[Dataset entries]
BEGIN
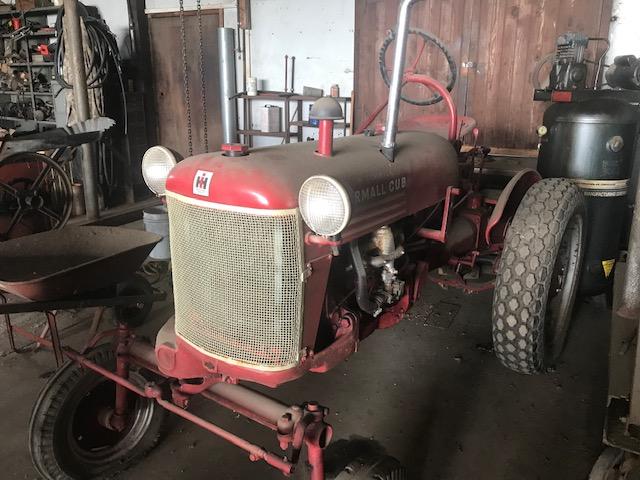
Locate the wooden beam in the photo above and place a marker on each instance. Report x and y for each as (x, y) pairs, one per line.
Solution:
(244, 14)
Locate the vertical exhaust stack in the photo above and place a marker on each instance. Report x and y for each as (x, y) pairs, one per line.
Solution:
(388, 146)
(228, 87)
(326, 110)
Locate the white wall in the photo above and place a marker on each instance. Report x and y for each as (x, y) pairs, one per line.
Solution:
(624, 33)
(319, 34)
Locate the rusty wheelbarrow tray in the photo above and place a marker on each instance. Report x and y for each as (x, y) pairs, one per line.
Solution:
(64, 263)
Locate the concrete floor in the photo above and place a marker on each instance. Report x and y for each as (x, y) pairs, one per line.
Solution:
(427, 393)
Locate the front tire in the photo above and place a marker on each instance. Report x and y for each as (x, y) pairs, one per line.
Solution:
(66, 439)
(538, 276)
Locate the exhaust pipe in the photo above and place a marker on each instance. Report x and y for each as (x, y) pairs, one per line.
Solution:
(388, 146)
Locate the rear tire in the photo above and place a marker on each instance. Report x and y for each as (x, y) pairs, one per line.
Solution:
(65, 439)
(538, 276)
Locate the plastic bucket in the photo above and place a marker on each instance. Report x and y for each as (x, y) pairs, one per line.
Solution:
(156, 220)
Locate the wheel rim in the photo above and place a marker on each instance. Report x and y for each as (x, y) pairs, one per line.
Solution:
(92, 442)
(562, 290)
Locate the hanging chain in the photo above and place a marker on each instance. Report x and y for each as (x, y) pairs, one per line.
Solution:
(203, 84)
(185, 76)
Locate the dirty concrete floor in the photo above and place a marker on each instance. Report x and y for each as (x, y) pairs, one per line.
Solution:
(427, 393)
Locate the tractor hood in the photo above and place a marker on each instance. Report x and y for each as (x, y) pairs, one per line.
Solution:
(270, 178)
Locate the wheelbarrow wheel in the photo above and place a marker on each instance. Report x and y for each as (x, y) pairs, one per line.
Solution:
(134, 315)
(66, 438)
(538, 276)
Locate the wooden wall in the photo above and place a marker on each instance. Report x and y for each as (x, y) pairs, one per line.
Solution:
(502, 38)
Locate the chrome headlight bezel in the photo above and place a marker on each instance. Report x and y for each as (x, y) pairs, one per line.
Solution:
(157, 163)
(305, 199)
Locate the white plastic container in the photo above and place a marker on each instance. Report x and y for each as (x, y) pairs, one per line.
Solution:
(271, 119)
(156, 220)
(252, 87)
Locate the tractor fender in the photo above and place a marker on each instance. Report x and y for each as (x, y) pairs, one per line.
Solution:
(508, 203)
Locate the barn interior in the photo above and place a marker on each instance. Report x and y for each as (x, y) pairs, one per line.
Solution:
(354, 240)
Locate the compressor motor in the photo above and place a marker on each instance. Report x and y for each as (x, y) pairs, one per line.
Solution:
(589, 135)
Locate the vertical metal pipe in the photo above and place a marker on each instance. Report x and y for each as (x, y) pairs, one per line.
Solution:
(228, 88)
(630, 305)
(395, 90)
(81, 104)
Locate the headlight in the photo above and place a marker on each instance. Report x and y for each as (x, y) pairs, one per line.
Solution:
(156, 165)
(324, 205)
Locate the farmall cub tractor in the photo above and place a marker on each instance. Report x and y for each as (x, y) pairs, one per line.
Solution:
(285, 258)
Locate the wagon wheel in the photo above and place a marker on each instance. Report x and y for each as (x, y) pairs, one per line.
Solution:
(45, 195)
(424, 39)
(67, 433)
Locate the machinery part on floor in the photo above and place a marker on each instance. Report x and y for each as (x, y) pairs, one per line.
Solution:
(373, 467)
(537, 278)
(624, 73)
(607, 467)
(630, 304)
(134, 315)
(427, 38)
(71, 432)
(39, 200)
(569, 70)
(228, 88)
(592, 143)
(569, 65)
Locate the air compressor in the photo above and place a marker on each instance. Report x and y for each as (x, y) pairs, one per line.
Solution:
(589, 136)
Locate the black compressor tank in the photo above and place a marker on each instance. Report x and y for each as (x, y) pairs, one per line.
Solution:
(592, 143)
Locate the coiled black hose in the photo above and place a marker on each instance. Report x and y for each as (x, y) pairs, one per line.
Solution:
(105, 55)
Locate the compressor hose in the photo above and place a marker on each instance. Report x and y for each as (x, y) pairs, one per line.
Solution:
(427, 38)
(102, 46)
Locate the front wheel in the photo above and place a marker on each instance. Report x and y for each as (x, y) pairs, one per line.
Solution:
(538, 276)
(66, 437)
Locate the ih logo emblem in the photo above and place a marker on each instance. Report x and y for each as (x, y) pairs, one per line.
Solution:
(202, 183)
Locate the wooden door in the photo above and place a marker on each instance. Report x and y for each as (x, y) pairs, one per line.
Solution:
(168, 78)
(496, 44)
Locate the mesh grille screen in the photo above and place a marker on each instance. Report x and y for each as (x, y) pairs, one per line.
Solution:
(237, 283)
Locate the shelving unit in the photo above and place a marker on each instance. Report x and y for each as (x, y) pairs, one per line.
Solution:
END
[WORK ORDER] Scan the entries above for the word "plastic" and collect each line holding it.

[EXERCISE ANSWER]
Locate the plastic bucket in the photo above and place a marker on each instance. Report x and y for each as (x, y) pairs, one per line.
Locate the white plastic container in the photo above and place a marker on each instance. Report x and y for each as (x, y) pairs, one per line.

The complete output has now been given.